• Estratto di origine
Ora, dato che Cerbero è indubbiamente il mostro più caratteristico di Dante's Inferno, e che a me fa impazzire, diamogli la giusta celebrazione all'interno dell'Anima del Mostro.

"Cerbero, fiera crudele e diversa,
con tre gole caninamente latra
sovra la gente che quivi è sommersa.

Li occhi ha vermigli, la barba unta e atra,
e ’l ventre largo, e unghiate le mani;
graffia li spirti ed iscoia ed isquatra." (Inf. VI 13-18)

L'aspetto di Cerbero era probabilmente quello meglio definito nella tradizione, tra tutte le creature mostruose del poema di Dante, e anche quello con meno variabili. Insomma, il margine entro il quale era possibile mostrare qualcosa di nuovo, senza rinunciare al vecchio, era minore che per altri mostri.
Per questo gli artisti di Dante's Inferno l'hanno completamente rivisto.
Primi concept.
"Questo [lo vedete a destra] è stato uno dei primi aspetti per Cerbero. È stata un'esplorazione divertente per me, è un personaggio immenso adesso, e il concetto del suo rimettere le varie bocche, penso possa davvero essere stato il primo tentativo che, in un certo senso, è evoluto in quello che è venuto fuori alla fine." (Wayne Barlowe)
Concept successivo.
La forma delle teste inizialmente è stata più bestiale e meno deforme, forse più vicina ancora all'idea canina di partenza e alle forme aliene che fanno parte del background di Barlowe. L'idea di basare l'incontro sulla sola parte anteriore del suo corpo è ravvisabile in tutti i concept che potete vedere, al punto tale che nel secondo il suo corpo è costituito solo da essa, un mezzo torso con "braccia" e ventre da obeso, sorretto posteriormente da quella che parrebbe una grossa lingua e con arti inferiori atrofizzati. Già qui si vede la "faccia" che resterà inalterata fino a rimanere nel gioco, e si ravvisa la forma definitiva delle teste. Questo concept mi piace particolarmente perché affianca alla grottesca mostruosità un crociato con una spada, suggerisce l'incontro e il viaggio di un protagonista privo di quell'estetica horror di cui ho parlato nel post precedente, e contemporaneamente meglio rispecchiante il suo tempo.
Concept con la versione definitiva.
Versione colorata.
Nel terzo concept Cerbero è ormai quello che vediamo nel gioco, e di questo, Barlowe ha realizzato anche una versione a colori. Osserverei anche un dettaglio che ho notato giusto in questi ultimi momenti, contemplando le immagini: vedete le creste dietro le tre teste di Cerbero? Ecco, se da una parte non sembrano una caratteristica tipica dei vermi, né tantomeno dei cani, mi ricordano un animale con cui Barlowe ha avuto a che fare almeno una volta, il Protoceratops, un dinosauro dotato di un collare come gli altri ceratopsidi, di cui è considerato il progenitore, e che nel suo caso è di proporzioni, rispetto al resto del capo, più vicine a quelle dei collari delle teste di Cerbero.

• Voci estratte
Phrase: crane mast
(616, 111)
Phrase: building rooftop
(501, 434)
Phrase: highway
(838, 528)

• Obiettivo dell'esercizio
Nell'estratto su Cerbero, a quale dinosauro fanno pensare le creste dietro le tre teste?

• Risultato dell'esercizio
Al Protoceratops.